_Goals_.
1: According to the support vector machine article, what is another name for the support vector classifier?
2: Carry the support vector machine article forward from its final sentence.

_Page extract_.
——

Intro to Support Vector Machines with a Trading Example

Let’s try to understand Support Vector Machines and how to implement them in financial markets

Published in

Towards Data Science

11 min readOct 30, 2019

Just like any other machine learning algorithm does, a support vector machine (SVM) takes data as input, attempts to find & recognize patterns, and then tells us what it learned. Support vector machines fall into the category of supervised learning, which means that it creates a function that will map a given input to an output. More specifically, an SVM is a classification algorithm.

Before we can start implementing trading algorithms and seeking alpha, let’s figure out how an SVM works

Maximal Margin Classifier

The support vector machine algorithm comes from the maximal margin classifier. The maximal margin classifier uses the distance from a given decision boundary to classify an input. The greater the distance, or margin, the better the classifier is at handling the data. On a Cartesian plane, the boundary can be thought of as a line. In three dimensional space, it is a plane, but after that, it becomes hard to conceptualize. This boundary can be better thought of as a hyperplane, specifically one of dimension p-1, where p is the dimension of the data point.
Our boundary, or hyperplane, is known as a separating hyperplane, because it is used to separate the data points into desired categories. In general, there are many hyperplanes that can separate a given data set, but the one we care about is the maximal margin hyperplane or the optimal separating hyperplane. This separating hyperplane is the one with the largest minimum distance from each data point in the training set. By using this hyperplane to classify a data point from the test set, we have the maximal margin classifier.

Source: Introduction to Statistical Learning

The line in the graph above represents the hyperplane. Notice that it completely separates all of the points in the blue and purple regions of the graph.

Now the maximal margin classifier works, to a degree. If you have a data set which cannot be separated by a hyperplane, you can no longer use this. Sometimes, you may run into a data that has more than two categories, which makes a linear boundary useless.

At this point, you have to consider your options:

You can base your classifier on the separating hyperplane as explained earlier. But the hyperplane doesn’t exist…so you have no classifier.
Consider a classifier that isn’t perfect, but it can work some/most of the time

Support Vector Classifiers

I like the second option too. By using a classifier that isn’t perfect, you can at least handle most observations, and introduce a level of adaptation to the model when it is presented with new data.

This evolution of the maximal margin classifier is known as the support vector classifier (SVC), or the soft margin classifier. Instead of being exact and not very robust in its classification, the SVC allows some observations to be on the wrong side of the margin and/or hyperplane (where the soft comes from), for the sake of getting classification mostly correct.

——

Records from a point annotation dataset
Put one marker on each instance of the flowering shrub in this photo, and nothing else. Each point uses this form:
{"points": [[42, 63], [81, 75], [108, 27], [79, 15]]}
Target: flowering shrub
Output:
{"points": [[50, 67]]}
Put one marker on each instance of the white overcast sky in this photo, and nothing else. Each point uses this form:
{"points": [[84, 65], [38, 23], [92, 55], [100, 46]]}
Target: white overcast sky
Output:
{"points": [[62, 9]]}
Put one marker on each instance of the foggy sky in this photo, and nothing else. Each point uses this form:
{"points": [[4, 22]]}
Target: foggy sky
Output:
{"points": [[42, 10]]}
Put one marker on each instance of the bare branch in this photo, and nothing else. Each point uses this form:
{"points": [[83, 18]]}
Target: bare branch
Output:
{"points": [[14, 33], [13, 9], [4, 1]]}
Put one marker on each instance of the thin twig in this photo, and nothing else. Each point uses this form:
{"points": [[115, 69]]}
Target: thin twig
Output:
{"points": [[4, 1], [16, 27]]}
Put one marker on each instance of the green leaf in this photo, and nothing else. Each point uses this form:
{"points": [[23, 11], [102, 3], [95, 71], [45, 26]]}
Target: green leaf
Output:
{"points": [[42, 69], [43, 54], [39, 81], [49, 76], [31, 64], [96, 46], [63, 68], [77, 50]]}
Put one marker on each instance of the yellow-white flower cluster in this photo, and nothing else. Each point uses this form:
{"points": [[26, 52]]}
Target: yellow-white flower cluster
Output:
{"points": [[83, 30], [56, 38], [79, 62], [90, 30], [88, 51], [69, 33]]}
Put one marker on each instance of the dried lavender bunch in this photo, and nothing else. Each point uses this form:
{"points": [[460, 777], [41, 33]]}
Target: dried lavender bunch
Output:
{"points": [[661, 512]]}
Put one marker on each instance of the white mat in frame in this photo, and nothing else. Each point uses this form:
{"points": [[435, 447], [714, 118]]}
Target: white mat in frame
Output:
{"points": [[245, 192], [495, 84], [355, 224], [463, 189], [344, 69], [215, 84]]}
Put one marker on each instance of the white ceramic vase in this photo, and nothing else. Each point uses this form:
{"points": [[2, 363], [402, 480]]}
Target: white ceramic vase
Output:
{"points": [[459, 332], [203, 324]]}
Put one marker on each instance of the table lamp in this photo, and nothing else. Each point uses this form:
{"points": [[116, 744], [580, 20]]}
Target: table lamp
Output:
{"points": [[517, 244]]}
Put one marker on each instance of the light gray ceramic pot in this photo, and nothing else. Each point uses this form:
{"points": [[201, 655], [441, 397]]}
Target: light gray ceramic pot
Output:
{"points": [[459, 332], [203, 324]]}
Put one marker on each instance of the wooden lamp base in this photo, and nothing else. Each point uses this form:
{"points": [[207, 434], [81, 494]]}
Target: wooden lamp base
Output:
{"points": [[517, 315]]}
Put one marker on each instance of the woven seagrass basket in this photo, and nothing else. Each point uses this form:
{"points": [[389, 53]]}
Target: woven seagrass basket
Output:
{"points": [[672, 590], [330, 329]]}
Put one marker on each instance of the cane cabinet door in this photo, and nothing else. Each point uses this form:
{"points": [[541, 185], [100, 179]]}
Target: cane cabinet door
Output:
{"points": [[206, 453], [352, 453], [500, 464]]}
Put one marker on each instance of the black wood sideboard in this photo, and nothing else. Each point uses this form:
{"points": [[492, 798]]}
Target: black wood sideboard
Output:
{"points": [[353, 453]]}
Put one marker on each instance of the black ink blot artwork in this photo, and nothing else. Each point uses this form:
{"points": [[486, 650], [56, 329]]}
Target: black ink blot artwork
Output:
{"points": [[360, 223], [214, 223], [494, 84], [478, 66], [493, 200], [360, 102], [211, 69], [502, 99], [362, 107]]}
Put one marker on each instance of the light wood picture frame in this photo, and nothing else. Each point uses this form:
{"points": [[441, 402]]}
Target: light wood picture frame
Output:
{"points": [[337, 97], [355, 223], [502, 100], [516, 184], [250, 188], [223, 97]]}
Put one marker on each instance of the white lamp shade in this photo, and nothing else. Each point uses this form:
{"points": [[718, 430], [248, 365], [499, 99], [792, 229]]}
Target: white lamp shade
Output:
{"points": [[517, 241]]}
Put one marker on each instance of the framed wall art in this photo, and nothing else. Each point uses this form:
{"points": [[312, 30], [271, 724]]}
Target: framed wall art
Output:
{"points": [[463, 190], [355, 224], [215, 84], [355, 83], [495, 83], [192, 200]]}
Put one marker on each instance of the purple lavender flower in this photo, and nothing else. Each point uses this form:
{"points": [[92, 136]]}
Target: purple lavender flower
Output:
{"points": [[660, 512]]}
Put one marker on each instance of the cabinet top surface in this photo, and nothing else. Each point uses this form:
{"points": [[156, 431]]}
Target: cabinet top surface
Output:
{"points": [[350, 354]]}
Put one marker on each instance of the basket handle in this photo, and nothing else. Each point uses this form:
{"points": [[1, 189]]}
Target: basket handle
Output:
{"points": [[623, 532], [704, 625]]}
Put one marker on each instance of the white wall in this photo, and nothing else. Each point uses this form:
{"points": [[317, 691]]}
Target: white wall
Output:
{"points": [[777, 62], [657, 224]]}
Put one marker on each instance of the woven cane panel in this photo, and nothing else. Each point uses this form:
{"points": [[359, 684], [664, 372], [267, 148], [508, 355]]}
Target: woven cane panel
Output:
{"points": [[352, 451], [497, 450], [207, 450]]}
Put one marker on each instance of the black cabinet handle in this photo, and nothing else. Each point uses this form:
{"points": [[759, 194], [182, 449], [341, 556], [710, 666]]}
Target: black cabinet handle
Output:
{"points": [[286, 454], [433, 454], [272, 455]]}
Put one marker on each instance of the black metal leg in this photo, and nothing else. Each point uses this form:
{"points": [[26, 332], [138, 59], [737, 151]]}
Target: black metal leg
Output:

——

_Per-task answers_.
1: The soft margin classifier.

2:
Without getting into too much math, the algorithm determines which side of the hyperplane an observation will lie on by finding a solution to an optimization problem that uses a tuning parameter, the width of the margin (which it tries to maximize) and slack variables.

The tuning parameter is used to control the bias-variance tradeoff. When it is small, the classifier fits the data well as the margins are small. In other words, low bias, high variance. A larger tuning parameter is the opposite. It allows for more observations to be on the wrong side of the margin allowing for high bias and low variance.

Slack variables in particular are pretty cool. They allow data points to be on the side of the margin or hyperplane. They are also used to transform inequalities into an equality. The values that the slack values take on can also tell us about the behavior of a given data point. If the slack variable for a given data point is equal to 0, then that data point is on the right side of the margin. If the slack variable is greater than 0 but less than 1, the data point is on the wrong side of the margin, but on the right side of the hyperplane. If the slack variable is greater than 1, the data point is on the wrong side of the hyper plane.

The main reason this optimization matters is its affect on the hyperplane. The only values that affect the hyperplane, and in turn how data points are classified, are those that are on the margin, or on the wrong side of it. If an object is on the right side of the hyperplane, it has not affect on it. The classifier gets its name from the former data points, as they are known as support vectors.

Finally, Support Vector Machines

The support vector machines builds on the optimization in support vector classifiers by growing the feature space by using kernels.

Kernels, similar to the previous optimization, uses a fair bit of math. Put simply, kernels tell us how similar data points are. By assigning weights to to sequences of data, it can identify how similar two points are, given that it has learned how to compare them. Kernels allow data to be processed in simpler terms, as opposed to being done in a higher dimensional space. More specifically, it computes inner products between all possible outputs of all of the pairs of data points in the feature space. By using kernels instead of enlarging the feature space, the algorithm can be much more efficient. It uses one function to compare pairs of distinct data points as opposed to using functions for original features in the data set.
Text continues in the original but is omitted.